*** Data section Section Begins ***

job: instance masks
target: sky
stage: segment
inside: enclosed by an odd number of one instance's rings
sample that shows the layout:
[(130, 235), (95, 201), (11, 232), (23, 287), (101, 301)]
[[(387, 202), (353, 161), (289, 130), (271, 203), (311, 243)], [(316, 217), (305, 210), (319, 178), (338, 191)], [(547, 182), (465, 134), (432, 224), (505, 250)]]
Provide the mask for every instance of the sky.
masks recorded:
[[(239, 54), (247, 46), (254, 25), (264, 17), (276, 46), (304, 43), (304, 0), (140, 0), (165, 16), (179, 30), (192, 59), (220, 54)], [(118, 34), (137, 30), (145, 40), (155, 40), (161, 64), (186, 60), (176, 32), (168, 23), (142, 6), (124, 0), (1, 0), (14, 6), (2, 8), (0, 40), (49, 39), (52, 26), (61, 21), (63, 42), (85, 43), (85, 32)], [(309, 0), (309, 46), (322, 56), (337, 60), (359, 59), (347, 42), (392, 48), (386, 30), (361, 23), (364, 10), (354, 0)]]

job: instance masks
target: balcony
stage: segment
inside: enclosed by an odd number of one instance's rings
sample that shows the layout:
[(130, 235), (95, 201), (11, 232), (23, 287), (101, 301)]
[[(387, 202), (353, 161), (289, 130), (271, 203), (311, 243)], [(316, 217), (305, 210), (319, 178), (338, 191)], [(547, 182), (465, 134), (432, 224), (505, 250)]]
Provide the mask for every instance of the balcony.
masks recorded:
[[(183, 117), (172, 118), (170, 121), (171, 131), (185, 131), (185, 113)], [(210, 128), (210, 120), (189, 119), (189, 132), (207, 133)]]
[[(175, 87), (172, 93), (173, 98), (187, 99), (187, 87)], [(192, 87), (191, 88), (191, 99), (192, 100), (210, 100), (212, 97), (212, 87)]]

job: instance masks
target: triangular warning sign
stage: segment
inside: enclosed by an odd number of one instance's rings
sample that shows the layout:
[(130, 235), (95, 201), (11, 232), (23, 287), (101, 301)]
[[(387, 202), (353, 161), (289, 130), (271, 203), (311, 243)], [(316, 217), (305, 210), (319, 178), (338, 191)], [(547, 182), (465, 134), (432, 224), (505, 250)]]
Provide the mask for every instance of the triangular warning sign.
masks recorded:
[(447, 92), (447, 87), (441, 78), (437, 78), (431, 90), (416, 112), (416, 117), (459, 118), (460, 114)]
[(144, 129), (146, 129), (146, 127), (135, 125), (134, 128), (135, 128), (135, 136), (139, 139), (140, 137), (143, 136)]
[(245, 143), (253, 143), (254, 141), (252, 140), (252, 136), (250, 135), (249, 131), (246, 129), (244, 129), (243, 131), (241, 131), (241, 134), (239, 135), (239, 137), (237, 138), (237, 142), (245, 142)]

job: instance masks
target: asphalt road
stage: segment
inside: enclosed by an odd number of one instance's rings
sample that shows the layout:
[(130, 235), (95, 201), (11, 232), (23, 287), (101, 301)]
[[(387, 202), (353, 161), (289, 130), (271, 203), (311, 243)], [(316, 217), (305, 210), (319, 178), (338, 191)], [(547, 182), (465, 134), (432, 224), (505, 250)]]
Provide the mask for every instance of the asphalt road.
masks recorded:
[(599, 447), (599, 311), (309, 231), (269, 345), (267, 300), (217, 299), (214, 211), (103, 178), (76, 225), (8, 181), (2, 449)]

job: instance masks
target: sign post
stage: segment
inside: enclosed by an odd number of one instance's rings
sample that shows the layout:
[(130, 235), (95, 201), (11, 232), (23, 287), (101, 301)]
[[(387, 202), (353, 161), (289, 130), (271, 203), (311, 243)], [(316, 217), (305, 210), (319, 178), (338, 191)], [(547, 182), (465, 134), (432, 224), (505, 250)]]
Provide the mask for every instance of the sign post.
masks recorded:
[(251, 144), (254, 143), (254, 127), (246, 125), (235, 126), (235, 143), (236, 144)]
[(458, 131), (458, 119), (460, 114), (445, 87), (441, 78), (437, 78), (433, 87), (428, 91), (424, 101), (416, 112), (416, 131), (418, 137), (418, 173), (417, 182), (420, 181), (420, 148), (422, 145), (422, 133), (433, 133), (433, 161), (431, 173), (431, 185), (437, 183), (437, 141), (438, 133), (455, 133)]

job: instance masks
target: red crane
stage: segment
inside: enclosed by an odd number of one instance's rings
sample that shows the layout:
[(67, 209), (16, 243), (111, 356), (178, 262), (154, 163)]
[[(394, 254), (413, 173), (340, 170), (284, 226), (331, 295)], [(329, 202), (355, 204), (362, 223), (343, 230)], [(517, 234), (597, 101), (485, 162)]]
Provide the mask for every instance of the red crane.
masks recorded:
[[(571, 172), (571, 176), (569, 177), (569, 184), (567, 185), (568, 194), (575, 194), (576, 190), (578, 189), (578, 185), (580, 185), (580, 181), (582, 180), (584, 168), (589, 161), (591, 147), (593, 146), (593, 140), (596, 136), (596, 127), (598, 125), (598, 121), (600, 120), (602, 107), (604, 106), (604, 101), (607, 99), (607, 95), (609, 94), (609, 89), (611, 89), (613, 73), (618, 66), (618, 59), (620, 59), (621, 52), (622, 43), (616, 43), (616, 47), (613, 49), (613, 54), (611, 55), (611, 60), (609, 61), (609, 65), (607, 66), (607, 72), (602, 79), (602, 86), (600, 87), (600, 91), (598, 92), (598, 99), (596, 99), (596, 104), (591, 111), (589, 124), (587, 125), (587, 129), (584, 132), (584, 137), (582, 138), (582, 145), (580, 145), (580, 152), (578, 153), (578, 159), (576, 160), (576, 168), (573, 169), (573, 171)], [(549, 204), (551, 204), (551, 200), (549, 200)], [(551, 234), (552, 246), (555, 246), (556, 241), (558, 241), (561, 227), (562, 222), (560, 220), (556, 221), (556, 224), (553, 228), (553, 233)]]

*** Data section Section Ends ***

Goal of the exercise:
Up to and including the line that holds "Provide the mask for every instance of the triangular", reproduce the records above exactly from their first line, and give nothing else.

Output of the exercise:
job: instance masks
target: sky
stage: segment
inside: enclosed by an odd number of one instance's rings
sample that shows the layout:
[(130, 235), (95, 201), (11, 232), (23, 287), (101, 301)]
[[(387, 202), (353, 161), (289, 130), (271, 203), (311, 243)], [(316, 217), (305, 210), (319, 178), (338, 191)], [(547, 182), (465, 134), (432, 224), (505, 250)]]
Provide the mask for every instance of the sky.
masks recorded:
[[(239, 54), (247, 46), (254, 25), (264, 17), (276, 46), (304, 43), (304, 0), (140, 0), (165, 16), (179, 30), (192, 59), (220, 54)], [(118, 34), (137, 30), (145, 40), (155, 40), (161, 64), (186, 60), (176, 32), (168, 23), (142, 6), (124, 0), (1, 0), (14, 6), (2, 8), (0, 40), (49, 39), (52, 26), (61, 21), (63, 42), (85, 43), (85, 32)], [(309, 0), (309, 46), (322, 56), (337, 60), (359, 59), (347, 42), (392, 48), (386, 30), (361, 23), (364, 10), (354, 0)]]

job: instance masks
target: balcony
stage: segment
inside: enclosed by an odd number of one instance's rings
sample that shows the layout:
[(130, 235), (95, 201), (11, 232), (23, 287), (101, 301)]
[[(387, 202), (353, 161), (289, 130), (271, 203), (311, 243)], [(316, 217), (305, 210), (319, 178), (338, 191)], [(547, 182), (465, 134), (432, 224), (505, 250)]]
Provide the mask for every instance of the balcony.
masks recorded:
[[(183, 117), (172, 118), (170, 121), (171, 131), (185, 131), (185, 113)], [(210, 128), (210, 120), (189, 119), (189, 132), (207, 133)]]
[[(175, 87), (172, 93), (173, 98), (187, 99), (187, 87)], [(192, 87), (191, 88), (191, 99), (192, 100), (210, 100), (212, 97), (212, 87)]]

job: instance masks
target: triangular warning sign
stage: segment
inside: enclosed by an odd number of one instance's rings
sample that shows the layout:
[(130, 235), (95, 201), (11, 232), (23, 287), (101, 301)]
[[(387, 202), (353, 161), (289, 130), (271, 203), (311, 243)], [(316, 217), (305, 210), (319, 178), (338, 191)], [(547, 182), (465, 134), (432, 224), (505, 250)]]
Provide the mask for every instance of the triangular warning sign.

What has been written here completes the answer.